• **Extracted information**

==============================

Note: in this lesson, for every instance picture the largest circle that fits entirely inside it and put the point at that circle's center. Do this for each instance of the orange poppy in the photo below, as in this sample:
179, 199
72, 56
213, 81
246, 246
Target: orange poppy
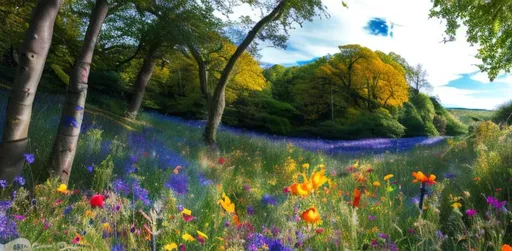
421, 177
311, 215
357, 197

==============================

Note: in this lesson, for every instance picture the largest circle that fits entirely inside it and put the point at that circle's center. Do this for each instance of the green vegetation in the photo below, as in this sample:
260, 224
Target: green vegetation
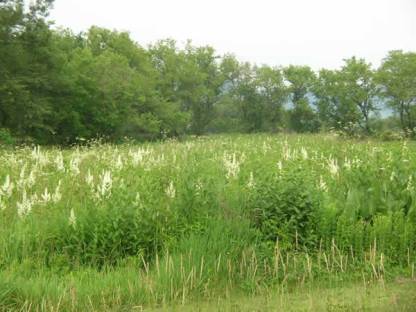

==============================

• **Work to complete**
How many lines of the material above contain the string "green", with case counting? Reply with the number only.

• **Expected answer**
2